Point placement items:
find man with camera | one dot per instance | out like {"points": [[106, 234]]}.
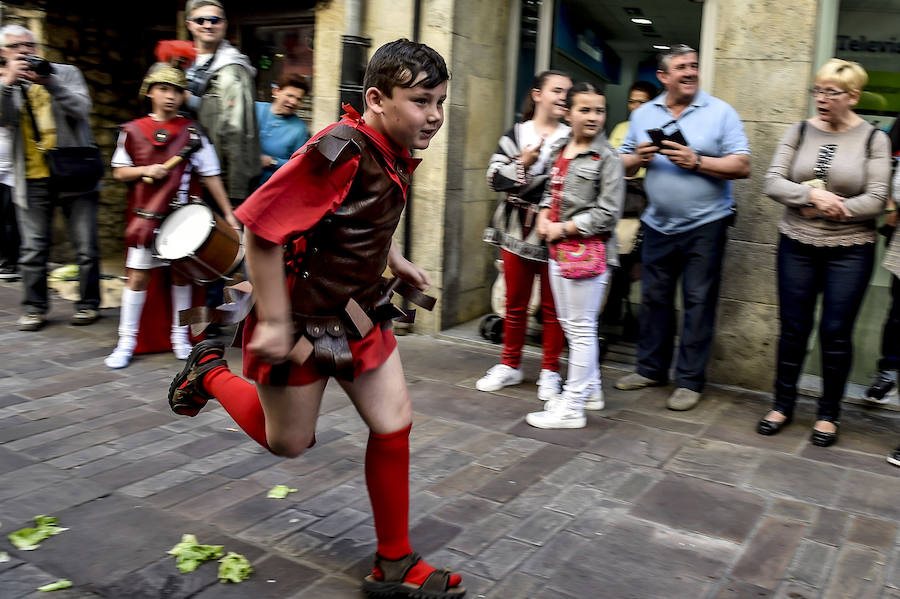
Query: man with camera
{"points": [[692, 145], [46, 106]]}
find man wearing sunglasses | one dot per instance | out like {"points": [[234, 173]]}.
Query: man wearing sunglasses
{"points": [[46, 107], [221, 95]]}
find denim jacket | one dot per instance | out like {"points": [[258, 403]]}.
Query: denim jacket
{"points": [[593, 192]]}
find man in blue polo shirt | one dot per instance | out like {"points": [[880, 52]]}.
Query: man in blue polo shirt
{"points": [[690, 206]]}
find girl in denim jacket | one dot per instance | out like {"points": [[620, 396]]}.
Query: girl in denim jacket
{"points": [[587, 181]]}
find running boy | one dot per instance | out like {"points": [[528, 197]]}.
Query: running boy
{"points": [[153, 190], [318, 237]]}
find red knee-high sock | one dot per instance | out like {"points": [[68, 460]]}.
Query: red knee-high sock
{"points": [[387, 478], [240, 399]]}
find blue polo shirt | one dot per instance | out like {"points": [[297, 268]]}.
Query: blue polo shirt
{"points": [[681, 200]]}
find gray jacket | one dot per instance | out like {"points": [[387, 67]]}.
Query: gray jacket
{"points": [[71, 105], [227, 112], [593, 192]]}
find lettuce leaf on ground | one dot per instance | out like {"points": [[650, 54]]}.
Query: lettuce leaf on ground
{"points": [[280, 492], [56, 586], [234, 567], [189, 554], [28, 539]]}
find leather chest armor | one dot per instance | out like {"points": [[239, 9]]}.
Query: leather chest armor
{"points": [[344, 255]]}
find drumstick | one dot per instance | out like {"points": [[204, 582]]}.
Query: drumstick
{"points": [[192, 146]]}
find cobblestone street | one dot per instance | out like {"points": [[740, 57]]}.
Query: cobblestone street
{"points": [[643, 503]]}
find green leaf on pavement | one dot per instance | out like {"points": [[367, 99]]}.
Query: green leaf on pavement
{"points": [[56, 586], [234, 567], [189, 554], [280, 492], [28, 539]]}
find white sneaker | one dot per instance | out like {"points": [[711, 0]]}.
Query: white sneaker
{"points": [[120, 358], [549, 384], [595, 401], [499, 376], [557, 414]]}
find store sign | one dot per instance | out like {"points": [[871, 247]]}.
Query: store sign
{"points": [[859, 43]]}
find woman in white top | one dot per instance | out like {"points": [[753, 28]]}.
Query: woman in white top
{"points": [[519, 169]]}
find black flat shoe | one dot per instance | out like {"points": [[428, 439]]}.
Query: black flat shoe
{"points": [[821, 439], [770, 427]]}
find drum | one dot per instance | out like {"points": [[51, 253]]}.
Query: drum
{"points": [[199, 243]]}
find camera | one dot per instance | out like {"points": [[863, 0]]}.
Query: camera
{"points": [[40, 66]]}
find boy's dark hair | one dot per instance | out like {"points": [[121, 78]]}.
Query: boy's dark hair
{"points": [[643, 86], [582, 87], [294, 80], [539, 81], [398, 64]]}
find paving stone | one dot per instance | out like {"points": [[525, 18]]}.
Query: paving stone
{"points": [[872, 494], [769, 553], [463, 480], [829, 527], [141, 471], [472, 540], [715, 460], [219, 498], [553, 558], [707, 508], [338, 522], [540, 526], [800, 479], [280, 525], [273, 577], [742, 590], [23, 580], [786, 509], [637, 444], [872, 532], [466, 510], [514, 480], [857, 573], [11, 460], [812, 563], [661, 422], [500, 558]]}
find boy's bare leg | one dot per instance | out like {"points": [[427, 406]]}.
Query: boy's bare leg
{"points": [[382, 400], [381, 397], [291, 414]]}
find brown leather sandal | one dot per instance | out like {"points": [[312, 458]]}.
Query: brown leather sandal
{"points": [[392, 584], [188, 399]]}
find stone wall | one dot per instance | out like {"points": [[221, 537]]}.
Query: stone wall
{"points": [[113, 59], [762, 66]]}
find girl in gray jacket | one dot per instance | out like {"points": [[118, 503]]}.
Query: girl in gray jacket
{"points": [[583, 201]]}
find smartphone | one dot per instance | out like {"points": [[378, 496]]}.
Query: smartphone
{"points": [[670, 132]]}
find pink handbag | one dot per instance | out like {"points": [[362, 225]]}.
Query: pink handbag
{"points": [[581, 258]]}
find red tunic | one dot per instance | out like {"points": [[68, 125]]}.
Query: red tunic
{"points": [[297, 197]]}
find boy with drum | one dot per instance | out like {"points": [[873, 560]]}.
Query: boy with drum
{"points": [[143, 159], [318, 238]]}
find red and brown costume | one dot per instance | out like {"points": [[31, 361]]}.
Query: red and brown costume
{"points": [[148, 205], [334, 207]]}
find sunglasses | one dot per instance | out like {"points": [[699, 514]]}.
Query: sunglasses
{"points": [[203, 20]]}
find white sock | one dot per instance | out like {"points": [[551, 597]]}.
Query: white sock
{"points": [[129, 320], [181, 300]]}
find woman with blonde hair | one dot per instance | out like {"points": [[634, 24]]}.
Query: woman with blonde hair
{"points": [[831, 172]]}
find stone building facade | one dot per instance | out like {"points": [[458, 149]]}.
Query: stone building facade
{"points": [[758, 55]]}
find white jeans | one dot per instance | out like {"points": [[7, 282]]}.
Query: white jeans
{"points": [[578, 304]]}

* * *

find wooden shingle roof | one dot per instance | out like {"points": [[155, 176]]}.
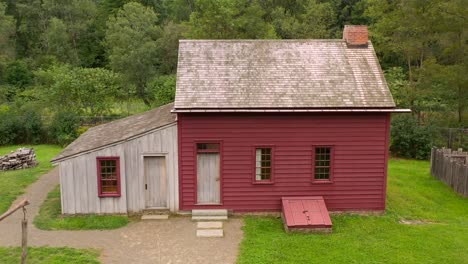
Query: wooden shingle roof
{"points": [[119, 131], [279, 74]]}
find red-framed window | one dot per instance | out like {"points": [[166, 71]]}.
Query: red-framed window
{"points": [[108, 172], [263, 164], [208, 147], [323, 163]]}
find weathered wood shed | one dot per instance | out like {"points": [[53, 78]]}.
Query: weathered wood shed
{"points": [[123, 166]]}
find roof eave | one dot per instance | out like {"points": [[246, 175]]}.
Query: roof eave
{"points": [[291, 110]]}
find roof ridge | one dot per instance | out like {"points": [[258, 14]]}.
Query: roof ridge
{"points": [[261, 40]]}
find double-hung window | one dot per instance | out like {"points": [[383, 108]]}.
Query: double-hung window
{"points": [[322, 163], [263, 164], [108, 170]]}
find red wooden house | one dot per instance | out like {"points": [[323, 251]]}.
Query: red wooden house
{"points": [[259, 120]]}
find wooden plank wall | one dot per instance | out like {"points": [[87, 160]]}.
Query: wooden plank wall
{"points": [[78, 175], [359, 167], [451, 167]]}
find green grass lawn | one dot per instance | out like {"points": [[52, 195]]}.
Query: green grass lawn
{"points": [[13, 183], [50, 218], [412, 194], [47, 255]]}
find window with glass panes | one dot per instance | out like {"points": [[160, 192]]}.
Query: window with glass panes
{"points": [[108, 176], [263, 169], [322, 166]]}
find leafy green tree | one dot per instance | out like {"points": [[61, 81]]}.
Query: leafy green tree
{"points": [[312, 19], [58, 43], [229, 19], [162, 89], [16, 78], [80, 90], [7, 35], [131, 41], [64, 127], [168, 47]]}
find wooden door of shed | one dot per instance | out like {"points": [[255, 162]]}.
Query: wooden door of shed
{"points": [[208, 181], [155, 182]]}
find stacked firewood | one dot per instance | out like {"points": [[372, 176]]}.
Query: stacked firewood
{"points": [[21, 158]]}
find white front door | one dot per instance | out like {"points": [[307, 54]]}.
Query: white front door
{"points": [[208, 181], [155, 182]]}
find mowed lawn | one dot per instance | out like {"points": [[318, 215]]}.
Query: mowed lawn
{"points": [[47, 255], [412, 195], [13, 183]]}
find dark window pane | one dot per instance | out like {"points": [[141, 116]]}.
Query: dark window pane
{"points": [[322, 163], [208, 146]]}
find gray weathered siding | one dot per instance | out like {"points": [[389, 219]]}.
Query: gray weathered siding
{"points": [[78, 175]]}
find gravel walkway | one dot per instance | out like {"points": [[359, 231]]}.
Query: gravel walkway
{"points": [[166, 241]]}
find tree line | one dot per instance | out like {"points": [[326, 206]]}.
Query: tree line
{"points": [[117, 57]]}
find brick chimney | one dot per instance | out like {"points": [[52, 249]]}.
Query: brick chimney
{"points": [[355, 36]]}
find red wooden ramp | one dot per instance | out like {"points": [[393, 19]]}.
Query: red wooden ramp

...

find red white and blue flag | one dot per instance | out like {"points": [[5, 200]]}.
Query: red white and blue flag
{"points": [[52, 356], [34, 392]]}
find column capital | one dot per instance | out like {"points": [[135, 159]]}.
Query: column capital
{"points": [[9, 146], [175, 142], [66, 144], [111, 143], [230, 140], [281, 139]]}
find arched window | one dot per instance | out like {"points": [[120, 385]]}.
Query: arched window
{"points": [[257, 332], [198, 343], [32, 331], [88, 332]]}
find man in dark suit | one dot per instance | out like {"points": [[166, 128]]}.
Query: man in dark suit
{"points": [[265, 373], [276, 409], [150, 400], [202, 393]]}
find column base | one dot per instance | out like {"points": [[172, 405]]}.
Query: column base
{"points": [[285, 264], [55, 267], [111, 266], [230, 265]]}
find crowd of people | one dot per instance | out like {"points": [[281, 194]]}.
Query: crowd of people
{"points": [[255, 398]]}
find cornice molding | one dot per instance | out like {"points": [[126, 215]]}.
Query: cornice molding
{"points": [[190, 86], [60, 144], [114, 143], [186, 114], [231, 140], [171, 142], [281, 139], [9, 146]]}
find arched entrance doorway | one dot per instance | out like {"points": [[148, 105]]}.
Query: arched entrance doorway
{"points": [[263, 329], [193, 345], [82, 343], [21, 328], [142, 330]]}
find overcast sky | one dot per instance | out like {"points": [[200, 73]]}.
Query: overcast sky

STATED PROBLEM: Return every line of the items that contains the word "denim".

WRITTEN REPLY:
find denim jacket | one dot per instance | out like {"points": [[258, 403]]}.
Query: denim jacket
find girl in denim jacket | one dot per instance | out like {"points": [[620, 396]]}.
Query: girl in denim jacket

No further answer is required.